Directions
Reproduce exactly the lines from the one containing "[spot] the clear" through the last line of the records below, both included, and nothing else.

>> START Data excerpts

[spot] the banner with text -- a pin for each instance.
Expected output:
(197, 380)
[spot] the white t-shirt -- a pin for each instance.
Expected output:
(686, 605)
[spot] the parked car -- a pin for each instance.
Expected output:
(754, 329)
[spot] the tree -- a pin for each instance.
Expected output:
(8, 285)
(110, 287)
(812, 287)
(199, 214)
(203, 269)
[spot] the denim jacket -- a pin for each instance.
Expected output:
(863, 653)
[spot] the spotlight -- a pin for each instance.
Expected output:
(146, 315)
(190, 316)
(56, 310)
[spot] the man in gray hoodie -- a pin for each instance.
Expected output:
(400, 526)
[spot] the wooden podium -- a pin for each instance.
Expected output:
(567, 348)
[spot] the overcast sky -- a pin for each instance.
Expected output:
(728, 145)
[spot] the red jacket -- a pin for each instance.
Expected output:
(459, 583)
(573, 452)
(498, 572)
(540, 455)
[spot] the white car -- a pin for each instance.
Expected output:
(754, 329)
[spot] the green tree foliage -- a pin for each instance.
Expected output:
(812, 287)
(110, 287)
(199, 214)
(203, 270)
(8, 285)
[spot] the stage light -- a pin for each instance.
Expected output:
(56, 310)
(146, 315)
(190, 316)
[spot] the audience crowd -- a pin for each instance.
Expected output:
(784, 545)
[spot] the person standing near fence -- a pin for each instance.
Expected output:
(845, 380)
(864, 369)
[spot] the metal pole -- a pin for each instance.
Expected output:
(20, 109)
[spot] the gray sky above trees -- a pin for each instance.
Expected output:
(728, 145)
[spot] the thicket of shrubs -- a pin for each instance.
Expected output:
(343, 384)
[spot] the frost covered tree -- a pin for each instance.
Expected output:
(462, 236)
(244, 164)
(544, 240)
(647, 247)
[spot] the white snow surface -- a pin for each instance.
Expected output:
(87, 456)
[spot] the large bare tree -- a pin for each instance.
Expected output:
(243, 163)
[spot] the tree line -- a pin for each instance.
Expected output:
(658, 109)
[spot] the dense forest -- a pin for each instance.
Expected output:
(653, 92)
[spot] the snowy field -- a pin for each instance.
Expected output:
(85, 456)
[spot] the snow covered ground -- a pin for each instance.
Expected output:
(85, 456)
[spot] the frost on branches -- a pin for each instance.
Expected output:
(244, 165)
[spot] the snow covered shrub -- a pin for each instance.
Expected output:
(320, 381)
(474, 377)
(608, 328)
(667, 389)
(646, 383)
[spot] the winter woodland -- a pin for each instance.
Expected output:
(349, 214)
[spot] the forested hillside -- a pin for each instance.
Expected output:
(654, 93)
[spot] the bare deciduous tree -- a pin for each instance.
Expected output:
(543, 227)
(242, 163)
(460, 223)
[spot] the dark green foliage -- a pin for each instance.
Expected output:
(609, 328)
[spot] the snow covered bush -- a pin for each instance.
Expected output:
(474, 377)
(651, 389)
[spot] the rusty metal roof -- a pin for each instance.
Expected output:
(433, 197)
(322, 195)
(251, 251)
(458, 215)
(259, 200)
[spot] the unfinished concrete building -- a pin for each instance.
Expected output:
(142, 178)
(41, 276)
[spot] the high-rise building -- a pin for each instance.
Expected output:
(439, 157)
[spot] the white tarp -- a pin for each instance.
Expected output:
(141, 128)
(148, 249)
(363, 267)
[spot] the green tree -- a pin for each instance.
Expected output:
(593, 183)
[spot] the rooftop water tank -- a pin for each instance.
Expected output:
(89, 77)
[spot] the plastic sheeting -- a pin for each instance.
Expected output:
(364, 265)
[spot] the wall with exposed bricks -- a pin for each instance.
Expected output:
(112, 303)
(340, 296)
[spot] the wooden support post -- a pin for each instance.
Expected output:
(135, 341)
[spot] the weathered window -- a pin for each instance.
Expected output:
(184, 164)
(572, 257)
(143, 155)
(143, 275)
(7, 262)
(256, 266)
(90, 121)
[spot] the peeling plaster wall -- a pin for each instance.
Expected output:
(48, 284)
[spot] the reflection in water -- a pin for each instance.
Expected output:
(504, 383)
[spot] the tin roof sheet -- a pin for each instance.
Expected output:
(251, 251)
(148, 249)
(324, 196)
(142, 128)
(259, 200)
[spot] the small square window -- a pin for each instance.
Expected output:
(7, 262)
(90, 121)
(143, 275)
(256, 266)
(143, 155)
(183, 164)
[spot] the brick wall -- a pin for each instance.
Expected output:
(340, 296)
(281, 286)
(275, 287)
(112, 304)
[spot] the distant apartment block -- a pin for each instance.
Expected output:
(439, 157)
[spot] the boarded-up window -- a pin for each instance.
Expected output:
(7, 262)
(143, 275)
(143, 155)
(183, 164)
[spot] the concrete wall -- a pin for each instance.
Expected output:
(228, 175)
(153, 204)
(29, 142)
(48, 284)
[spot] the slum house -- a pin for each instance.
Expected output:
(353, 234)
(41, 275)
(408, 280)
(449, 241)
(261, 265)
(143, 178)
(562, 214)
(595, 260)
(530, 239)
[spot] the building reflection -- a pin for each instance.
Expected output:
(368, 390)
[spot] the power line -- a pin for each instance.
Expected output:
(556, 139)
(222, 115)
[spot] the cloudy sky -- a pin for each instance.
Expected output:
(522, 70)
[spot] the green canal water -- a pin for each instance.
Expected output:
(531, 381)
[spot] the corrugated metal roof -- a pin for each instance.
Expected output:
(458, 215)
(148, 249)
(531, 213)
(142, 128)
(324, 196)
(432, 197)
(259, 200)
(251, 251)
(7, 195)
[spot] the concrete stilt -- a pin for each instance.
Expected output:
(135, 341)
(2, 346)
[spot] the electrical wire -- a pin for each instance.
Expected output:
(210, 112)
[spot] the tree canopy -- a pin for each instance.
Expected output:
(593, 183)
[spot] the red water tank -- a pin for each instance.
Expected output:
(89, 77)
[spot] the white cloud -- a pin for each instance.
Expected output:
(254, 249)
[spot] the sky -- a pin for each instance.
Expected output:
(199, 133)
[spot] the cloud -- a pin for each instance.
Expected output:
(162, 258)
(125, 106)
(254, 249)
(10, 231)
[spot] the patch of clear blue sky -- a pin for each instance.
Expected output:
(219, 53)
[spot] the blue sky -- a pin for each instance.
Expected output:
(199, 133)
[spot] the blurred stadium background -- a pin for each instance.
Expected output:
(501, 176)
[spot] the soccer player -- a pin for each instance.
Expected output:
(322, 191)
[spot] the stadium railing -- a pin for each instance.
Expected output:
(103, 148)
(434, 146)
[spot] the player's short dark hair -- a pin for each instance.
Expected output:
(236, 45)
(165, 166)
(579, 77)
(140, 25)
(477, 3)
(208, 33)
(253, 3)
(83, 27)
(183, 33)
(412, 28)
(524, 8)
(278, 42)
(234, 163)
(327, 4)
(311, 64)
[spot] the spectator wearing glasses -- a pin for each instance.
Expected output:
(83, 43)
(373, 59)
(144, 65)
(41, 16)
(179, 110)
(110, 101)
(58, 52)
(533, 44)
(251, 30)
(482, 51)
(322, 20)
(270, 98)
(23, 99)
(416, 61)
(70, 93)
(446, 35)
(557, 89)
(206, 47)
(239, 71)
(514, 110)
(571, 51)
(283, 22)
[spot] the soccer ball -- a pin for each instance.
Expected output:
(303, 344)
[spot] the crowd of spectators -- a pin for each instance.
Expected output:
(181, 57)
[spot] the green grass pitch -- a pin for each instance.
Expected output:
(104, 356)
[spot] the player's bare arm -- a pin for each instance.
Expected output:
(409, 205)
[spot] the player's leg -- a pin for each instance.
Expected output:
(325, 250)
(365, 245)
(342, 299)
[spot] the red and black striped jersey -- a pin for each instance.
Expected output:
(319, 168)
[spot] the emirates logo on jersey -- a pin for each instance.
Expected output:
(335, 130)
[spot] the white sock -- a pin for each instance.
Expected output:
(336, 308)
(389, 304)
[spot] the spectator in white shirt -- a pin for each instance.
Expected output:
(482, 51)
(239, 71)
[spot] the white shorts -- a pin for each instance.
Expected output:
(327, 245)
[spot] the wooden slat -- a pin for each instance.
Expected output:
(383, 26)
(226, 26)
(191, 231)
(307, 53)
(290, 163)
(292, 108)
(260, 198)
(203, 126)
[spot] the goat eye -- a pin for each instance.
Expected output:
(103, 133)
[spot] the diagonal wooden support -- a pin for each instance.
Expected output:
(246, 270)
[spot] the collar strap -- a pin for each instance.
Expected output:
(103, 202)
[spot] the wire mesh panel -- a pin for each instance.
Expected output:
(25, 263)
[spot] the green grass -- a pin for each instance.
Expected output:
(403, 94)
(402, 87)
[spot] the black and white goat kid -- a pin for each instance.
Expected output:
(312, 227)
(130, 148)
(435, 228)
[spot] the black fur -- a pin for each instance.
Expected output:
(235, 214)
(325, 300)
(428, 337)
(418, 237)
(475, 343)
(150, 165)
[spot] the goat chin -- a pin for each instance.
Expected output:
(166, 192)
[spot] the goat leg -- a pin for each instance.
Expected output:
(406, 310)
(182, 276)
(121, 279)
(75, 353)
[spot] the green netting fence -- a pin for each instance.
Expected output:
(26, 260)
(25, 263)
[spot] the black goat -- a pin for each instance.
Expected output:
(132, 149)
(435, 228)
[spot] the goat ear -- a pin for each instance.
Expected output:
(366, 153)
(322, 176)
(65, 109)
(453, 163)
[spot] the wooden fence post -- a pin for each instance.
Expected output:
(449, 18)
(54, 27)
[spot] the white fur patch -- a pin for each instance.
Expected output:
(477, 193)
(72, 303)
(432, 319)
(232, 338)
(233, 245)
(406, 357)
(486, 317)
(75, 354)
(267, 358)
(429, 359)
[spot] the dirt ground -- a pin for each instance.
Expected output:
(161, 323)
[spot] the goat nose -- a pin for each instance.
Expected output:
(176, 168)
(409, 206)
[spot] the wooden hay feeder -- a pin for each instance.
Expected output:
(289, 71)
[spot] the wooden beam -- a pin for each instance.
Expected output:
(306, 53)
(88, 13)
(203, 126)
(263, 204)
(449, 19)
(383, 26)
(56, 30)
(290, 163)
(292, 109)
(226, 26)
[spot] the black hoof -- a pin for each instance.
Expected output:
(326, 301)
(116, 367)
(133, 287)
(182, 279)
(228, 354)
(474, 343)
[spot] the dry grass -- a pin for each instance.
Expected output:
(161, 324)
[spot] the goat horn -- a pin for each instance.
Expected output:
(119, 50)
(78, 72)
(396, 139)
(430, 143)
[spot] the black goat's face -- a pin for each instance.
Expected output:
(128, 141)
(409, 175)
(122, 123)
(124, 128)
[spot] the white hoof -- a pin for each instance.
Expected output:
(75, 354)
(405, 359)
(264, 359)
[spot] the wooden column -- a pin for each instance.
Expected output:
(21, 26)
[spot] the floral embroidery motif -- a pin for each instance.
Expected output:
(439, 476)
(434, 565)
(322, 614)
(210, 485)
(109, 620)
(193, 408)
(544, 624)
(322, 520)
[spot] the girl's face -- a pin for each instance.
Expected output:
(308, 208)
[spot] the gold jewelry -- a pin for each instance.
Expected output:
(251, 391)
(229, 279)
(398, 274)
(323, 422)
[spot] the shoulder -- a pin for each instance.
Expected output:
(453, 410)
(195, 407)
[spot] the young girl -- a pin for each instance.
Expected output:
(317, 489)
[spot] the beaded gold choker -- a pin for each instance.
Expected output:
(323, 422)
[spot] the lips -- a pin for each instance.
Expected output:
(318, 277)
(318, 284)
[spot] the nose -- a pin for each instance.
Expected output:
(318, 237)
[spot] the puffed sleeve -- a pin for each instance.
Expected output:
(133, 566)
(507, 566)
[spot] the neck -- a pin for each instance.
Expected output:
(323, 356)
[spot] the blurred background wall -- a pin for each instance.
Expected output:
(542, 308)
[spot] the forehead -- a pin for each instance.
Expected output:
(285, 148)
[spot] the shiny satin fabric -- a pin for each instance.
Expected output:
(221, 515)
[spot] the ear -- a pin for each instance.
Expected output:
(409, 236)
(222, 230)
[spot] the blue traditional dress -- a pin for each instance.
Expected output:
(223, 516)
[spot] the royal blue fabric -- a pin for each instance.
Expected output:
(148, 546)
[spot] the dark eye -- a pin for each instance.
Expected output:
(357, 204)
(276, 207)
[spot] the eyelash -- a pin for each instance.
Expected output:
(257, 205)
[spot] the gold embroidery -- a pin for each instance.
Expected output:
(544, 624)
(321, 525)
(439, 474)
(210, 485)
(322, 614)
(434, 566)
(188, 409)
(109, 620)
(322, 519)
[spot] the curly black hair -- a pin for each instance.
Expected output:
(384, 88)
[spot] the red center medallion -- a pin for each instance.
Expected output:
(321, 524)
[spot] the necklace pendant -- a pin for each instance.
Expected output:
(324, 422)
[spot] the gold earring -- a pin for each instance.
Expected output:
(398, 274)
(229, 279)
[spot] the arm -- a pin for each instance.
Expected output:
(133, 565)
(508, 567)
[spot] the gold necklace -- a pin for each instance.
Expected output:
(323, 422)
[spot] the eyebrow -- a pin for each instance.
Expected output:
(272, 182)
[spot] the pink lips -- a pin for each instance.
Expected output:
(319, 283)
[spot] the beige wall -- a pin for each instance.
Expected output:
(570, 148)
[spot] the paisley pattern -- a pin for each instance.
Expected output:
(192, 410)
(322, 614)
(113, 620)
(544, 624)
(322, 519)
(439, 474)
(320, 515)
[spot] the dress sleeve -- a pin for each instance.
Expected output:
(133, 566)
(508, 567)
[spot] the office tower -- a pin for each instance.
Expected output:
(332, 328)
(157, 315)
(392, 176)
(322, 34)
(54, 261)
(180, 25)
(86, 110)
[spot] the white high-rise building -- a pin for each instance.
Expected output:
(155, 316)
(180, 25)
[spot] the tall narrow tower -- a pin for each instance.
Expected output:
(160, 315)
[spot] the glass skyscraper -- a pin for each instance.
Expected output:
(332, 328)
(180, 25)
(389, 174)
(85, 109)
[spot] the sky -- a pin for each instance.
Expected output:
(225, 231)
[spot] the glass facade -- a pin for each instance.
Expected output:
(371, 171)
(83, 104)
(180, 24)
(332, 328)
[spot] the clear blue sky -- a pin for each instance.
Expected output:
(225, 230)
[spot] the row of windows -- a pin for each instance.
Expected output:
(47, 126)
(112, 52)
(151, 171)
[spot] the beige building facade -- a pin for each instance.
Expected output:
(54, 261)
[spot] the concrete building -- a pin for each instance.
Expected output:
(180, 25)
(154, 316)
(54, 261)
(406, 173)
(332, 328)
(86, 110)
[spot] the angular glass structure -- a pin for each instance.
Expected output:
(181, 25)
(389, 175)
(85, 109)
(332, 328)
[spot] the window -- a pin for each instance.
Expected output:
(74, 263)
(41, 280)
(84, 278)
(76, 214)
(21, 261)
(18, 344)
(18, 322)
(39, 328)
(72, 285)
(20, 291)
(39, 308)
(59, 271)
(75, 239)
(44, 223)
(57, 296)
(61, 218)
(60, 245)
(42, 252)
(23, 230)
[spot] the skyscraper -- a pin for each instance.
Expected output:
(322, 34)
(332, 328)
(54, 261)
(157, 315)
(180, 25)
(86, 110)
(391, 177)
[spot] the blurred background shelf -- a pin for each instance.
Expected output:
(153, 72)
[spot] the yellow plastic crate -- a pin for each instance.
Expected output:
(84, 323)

>> END Data excerpts

Answer to the problem
[spot] the clear blue sky -- a pin for each instance.
Expected output:
(225, 230)
[spot] the row of windows -- a pin for each instance.
Expected output:
(47, 126)
(112, 52)
(151, 171)
[spot] the beige building facade -- a pin for each instance.
Expected output:
(54, 261)
[spot] the concrete building -- a pin for each instance.
Expected output:
(180, 25)
(154, 316)
(54, 261)
(406, 173)
(332, 328)
(86, 110)
[spot] the angular glass structure -- a pin for each instance.
Expected output:
(181, 25)
(389, 175)
(85, 109)
(332, 328)
[spot] the window -- a pin for each instance.
Expected output:
(74, 263)
(41, 280)
(84, 278)
(76, 214)
(21, 261)
(18, 344)
(18, 322)
(39, 328)
(72, 285)
(20, 291)
(39, 308)
(59, 271)
(75, 239)
(44, 223)
(57, 296)
(61, 218)
(60, 245)
(42, 252)
(23, 230)
[spot] the skyscraper -- a pin for each instance.
Expected output:
(322, 34)
(332, 328)
(54, 261)
(157, 315)
(180, 25)
(86, 110)
(391, 177)
[spot] the blurred background shelf -- a pin for each instance.
Expected output:
(153, 72)
[spot] the yellow plastic crate -- a pin for each instance.
Expected output:
(84, 323)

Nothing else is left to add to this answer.